### EXERCISE
Every line of the records must be repeated exactly; pictures stay out.

Source data:

---+---

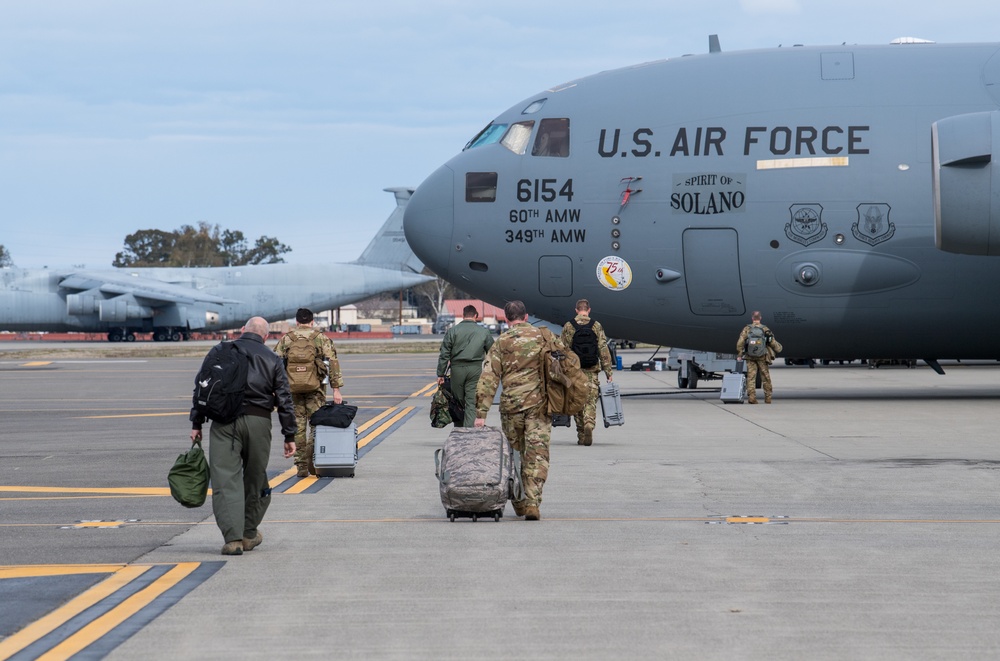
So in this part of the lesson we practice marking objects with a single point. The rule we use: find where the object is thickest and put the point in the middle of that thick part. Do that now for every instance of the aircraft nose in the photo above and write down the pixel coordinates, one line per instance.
(429, 220)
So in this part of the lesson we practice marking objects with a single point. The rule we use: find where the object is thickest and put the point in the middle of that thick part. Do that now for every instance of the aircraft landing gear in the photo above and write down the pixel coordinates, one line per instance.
(121, 335)
(169, 334)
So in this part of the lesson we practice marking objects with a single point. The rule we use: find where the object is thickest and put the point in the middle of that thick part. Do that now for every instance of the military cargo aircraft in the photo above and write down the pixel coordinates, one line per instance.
(850, 193)
(172, 302)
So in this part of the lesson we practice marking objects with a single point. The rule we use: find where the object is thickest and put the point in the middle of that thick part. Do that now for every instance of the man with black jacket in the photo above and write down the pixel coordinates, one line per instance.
(239, 450)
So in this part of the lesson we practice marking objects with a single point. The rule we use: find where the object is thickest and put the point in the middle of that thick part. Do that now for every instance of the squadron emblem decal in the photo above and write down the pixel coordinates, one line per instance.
(873, 226)
(807, 226)
(614, 273)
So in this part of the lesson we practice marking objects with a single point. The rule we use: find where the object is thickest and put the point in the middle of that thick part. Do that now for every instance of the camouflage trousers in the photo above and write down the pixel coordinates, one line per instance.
(529, 433)
(588, 417)
(306, 404)
(753, 366)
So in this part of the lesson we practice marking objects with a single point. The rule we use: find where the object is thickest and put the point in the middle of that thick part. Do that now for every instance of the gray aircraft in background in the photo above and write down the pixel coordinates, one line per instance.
(850, 193)
(172, 302)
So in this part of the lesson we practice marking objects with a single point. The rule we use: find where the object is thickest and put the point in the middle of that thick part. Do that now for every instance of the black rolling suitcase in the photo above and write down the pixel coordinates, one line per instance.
(611, 404)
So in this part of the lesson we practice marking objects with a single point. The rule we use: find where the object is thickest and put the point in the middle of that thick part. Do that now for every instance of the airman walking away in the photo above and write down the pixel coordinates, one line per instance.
(757, 346)
(239, 448)
(585, 336)
(515, 361)
(310, 359)
(463, 348)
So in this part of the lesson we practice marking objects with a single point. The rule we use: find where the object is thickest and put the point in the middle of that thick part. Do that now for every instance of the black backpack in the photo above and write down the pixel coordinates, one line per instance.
(221, 383)
(585, 344)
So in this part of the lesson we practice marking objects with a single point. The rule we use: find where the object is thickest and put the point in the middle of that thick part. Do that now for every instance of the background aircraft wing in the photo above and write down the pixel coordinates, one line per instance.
(149, 289)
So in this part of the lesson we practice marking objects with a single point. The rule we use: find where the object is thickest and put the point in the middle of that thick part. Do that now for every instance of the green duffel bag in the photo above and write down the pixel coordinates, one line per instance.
(189, 476)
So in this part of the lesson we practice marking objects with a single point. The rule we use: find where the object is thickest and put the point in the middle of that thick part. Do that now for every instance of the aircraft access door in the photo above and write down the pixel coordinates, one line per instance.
(555, 276)
(712, 272)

---+---

### RESPONSE TO THE TASK
So in this part of the lesson we practice marking objects with a single point. The rule we use: find where the object is thickest and put the point in the middle of that thick part. Do that now for every instance of the aircraft nose in the photo above and write down the pixel coordinates, one line per instance.
(429, 220)
So in this part of the lesson we practice marking objects with a single point. The rule we use: find where the object is thickest and put the point in the middle of that thick part. Do that now for every instance of the aircraft landing gear in the photo above and write down the pixel coordinates, one line per instance.
(121, 335)
(169, 334)
So in this part of the lesson we practice marking objects with a single point. The rule we use: find where the object is thickest and put the point in the middle of that thick part. Do that now for every instance of the military cargo aircraft in the photo above and write down the pixel coordinates, one line per instance.
(850, 193)
(172, 302)
So in this part of the lesson we practice marking objects with a single point. The rule we use: find where the object is thickest and put the point in the middle of that thick part. Do that now for every instance of the man with black jacket in the photo above and write down the pixel coordinates, one line per instance.
(239, 450)
So in this part of the lesson we practice marking objects with a single point. The rule we use: find where the object is thickest and put the point in the middle of that thick part. Do that now for every instance of the squadron emblem decal in the photo above and write down the pixel coordinates, one line per instance.
(873, 226)
(807, 226)
(614, 273)
So in this part of the lesson we practice marking objects with a single point. The rule we use: find where the object is thickest and put the point in the middle of that thick part. Do that now for every instance of the camouflage trousers in the photo above and write down the pixel coordinates, one line per instance.
(529, 433)
(588, 417)
(306, 404)
(753, 366)
So in this part of the lesson we practice marking objects with a single point. The rule we use: find where the object is thickest and put the point in the middle of that thick part. Do that now for every instance of the gray aircraft in background in the photo above and write down the pixel coordinates, one line per instance.
(850, 193)
(172, 302)
So in this part of the lesson we practice marking objects with a single point. The rule we use: find where the object is thickest and put the point in the middle of that thick part. Do that now for every instance of the black rolling suitcase in the photo above and write down the pixel coordinates, one line per instance.
(611, 404)
So in this part of the lesson we practice marking objects with a single point. The rule we use: find where the object is thickest and put the point in the middle of that thick part. Do that now for every instance of the airman walking away in the photo above and write down the pixel coordinates, one line per instance.
(757, 346)
(239, 448)
(585, 336)
(515, 361)
(310, 359)
(463, 348)
So in this part of the lesson we practice marking objects with a single point. The rule we use: find where the object is thickest and put the point in the middle of that thick part. Do that now for every instance of the black backpack in the photo above and write down the pixel coordinates, one line per instance.
(221, 383)
(585, 344)
So in this part of the lesson we practice marking objects with a single point. The rule we use: find where the object is thickest and put the point in the middle of that thick part. Do that now for every instance of the background aircraft wing in the photo above and write down the pixel coordinates, one line per instance.
(149, 289)
So in this part of the lesson we practice marking objects with a single point. The rule we use: find where the object is thickest and put the point in the middle of that thick part. Do that now for every instance of the green duffel bag in the photo above and write down the pixel coordinates, one line per instance.
(189, 476)
So in this part of the lesson we practice marking objects with a single point. The rule we use: find where the object is thickest and put the point in the middle of that thick part. Do that now for every instance of the aircraft access door in the photo above and write down the pixel coordinates, one line per instance.
(555, 276)
(712, 272)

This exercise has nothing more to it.